* [Work instructions]:
A. List every organization named in the article on NICE's Afinitor decision.
B. Continue the article on NICE's Afinitor decision after its last sentence.

* [Source text]:
========================

NICE Gives Thumbs Down to Novartis Breast Cancer Drug

Posted 20 March 2013 | By Louise Zornoza 

In draft guidance released on 20 March 2013, the UK's National Institute for Health and Clinical Excellence (NICE) recommends against National Health Service (NHS) reimbursement for Novartis' breast cancer drug Afinitor (everolimus) despite its life extending benefits.

Novartis submitted clinical trial data that established that the median progression-free survival benefit (the time point in the trial at which the 50% of people experience either disease progression or death) for patients using Afinitor combined with exemestane was 4.6 months longer than with the use of exemestane alone. 

According to NICE CEO Sir Andrew Dillon, "For a treatment to be recommended by NICE, it must be shown to be cost-effective." Novartis did not offer a discount on the price of the drug, so cost-rather than therapeutic value-was the key factor in the decision not to recommend reimbursement.

========================

* [Extracted information]:
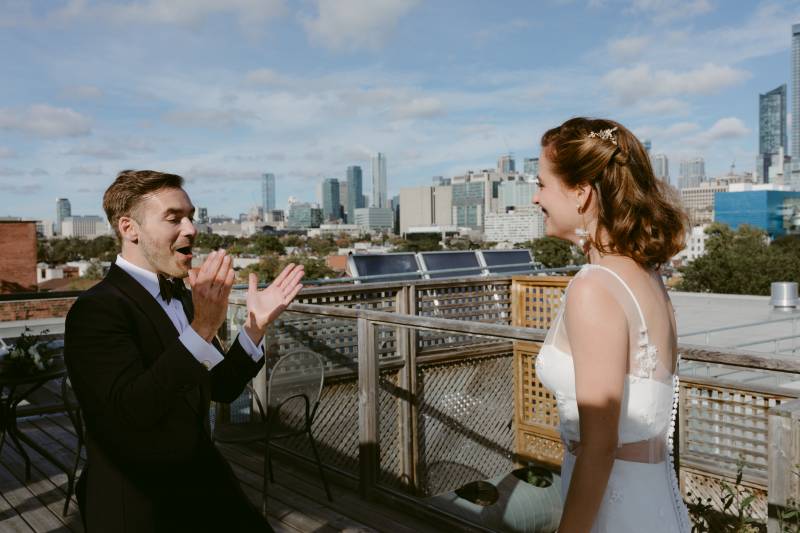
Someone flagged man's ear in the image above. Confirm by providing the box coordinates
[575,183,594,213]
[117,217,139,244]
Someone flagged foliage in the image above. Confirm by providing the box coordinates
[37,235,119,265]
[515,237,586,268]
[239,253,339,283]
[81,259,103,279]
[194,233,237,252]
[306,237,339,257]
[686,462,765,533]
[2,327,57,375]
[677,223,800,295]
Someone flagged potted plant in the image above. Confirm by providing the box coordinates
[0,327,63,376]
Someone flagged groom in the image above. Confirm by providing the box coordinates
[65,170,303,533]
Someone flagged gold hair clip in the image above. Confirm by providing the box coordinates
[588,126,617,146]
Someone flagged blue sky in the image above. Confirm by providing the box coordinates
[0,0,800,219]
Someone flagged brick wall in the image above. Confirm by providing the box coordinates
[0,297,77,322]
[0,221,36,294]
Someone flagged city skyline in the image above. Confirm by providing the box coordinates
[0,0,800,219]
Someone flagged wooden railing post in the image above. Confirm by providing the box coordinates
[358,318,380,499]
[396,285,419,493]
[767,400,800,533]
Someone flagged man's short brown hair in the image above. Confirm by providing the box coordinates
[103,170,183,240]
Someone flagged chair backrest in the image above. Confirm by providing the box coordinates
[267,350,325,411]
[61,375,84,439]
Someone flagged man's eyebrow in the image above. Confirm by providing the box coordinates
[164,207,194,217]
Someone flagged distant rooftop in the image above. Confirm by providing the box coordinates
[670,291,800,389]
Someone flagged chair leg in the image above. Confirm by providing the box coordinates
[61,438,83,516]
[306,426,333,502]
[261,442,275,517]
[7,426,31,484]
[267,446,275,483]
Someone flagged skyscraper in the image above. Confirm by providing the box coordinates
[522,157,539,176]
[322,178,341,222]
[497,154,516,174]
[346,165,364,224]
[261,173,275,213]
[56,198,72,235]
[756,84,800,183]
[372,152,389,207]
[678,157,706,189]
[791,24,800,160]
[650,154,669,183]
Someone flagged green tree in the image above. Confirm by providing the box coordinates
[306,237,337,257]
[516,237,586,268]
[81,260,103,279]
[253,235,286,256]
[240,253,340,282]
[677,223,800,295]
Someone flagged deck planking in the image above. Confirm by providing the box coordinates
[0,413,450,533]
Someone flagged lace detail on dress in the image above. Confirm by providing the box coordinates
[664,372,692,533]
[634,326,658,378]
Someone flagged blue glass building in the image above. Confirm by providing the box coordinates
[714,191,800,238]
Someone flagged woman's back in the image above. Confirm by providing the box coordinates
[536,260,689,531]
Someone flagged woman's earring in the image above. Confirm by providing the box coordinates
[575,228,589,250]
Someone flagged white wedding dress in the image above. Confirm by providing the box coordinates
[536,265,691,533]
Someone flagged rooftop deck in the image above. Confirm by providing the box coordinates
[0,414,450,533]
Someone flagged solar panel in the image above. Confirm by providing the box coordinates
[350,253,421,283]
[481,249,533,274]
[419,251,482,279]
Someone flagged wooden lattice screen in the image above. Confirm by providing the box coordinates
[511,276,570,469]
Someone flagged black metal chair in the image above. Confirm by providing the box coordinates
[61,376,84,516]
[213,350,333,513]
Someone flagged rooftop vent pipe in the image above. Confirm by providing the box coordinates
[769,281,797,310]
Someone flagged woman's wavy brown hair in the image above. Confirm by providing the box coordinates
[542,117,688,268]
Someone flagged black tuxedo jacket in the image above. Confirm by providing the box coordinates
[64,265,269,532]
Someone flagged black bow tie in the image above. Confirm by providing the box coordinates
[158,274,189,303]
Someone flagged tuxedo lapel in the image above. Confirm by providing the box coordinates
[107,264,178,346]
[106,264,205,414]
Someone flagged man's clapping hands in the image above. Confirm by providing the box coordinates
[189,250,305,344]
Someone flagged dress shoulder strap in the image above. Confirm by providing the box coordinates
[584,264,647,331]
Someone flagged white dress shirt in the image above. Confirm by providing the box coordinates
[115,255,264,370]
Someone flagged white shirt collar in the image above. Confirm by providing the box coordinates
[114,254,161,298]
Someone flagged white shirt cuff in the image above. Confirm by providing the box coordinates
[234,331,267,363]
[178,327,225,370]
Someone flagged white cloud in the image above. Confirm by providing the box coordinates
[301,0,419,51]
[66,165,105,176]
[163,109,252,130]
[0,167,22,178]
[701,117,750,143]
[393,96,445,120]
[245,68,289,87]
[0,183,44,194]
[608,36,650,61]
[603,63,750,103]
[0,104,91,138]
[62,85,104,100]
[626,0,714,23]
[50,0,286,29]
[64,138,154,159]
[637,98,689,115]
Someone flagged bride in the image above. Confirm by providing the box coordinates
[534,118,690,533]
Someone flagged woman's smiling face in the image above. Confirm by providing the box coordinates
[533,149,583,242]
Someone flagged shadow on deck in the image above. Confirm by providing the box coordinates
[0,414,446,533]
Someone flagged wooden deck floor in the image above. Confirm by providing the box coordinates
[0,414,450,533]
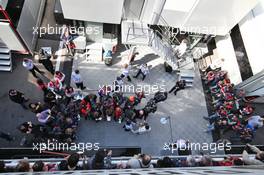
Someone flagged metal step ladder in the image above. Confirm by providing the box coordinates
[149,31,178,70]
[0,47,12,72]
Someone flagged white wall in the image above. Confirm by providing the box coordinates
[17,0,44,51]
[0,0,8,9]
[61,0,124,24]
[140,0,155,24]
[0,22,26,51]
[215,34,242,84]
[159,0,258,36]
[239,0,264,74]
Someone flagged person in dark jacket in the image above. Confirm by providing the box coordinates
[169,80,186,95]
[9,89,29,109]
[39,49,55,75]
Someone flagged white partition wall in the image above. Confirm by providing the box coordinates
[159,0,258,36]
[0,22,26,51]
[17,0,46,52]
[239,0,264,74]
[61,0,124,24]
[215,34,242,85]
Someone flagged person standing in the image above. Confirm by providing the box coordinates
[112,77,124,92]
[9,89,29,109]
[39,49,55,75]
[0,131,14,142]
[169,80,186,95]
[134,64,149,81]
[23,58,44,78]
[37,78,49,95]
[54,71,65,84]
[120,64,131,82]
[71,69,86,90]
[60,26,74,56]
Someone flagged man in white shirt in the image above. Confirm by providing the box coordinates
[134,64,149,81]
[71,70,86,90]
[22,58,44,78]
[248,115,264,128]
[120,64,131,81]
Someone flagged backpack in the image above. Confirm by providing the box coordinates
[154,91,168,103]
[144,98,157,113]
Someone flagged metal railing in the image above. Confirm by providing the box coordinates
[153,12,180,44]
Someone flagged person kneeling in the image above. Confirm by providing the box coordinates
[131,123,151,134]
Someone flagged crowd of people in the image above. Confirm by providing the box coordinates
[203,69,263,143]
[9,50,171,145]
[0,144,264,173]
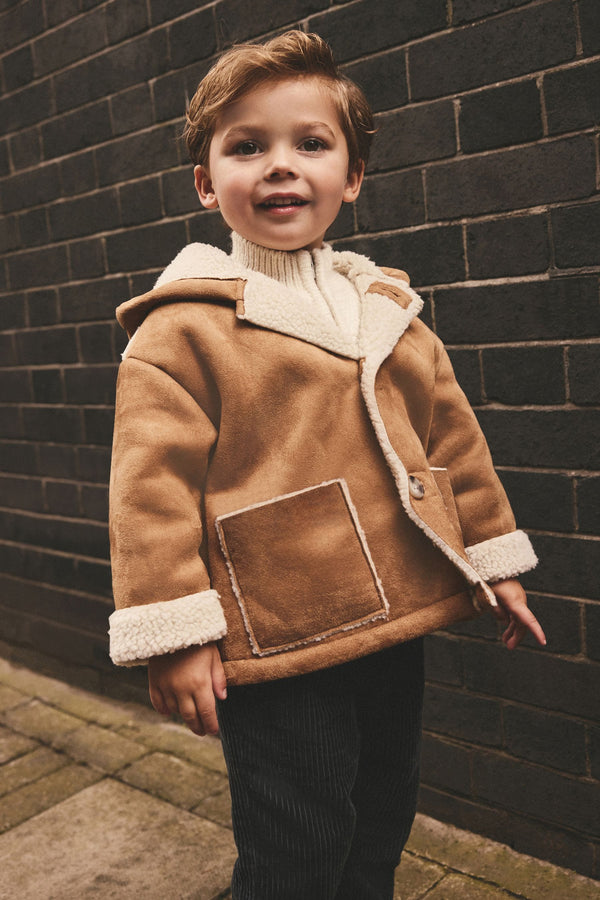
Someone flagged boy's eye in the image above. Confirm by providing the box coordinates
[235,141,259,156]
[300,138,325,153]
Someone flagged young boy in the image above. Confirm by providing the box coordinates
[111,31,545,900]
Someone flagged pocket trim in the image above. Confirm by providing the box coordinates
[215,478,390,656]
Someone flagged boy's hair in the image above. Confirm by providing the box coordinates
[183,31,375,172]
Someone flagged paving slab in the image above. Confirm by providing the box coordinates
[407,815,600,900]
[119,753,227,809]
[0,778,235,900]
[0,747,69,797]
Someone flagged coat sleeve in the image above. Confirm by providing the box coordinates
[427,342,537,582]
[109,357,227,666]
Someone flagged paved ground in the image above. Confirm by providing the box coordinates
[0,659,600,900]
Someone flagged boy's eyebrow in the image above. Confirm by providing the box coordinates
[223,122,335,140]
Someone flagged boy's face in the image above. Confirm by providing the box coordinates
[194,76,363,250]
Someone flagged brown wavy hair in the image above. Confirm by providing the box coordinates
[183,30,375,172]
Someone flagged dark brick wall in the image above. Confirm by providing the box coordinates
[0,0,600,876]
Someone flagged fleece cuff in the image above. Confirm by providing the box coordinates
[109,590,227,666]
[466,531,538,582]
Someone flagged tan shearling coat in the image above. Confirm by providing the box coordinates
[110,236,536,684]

========================

* [Answers to the problems]:
A.
- National Institute for Health and Clinical Excellence (NICE)
- National Health Service (NHS)
- Novartis

B.
Around 50,000 women and 400 men are diagnosed with breast cancer each year in the UK.  Although there are different types of the disease, most tumors are hormone-receptor-positive (the cancer depends on female hormones like estrogen to grow). Treatment options for this type of breast cancer typically include surgery, chemotherapy, radiotherapy and hormone therapies like aromatase inhibitors and tamoxifen. Around 4 in 5 breast cancers are HER2 negative (which means the targeted treatment trastuzumab - Herceptin - will not work). Novartis estimates that around 1,500 people would be eligible to receive Afinitor, if it were to be recommended.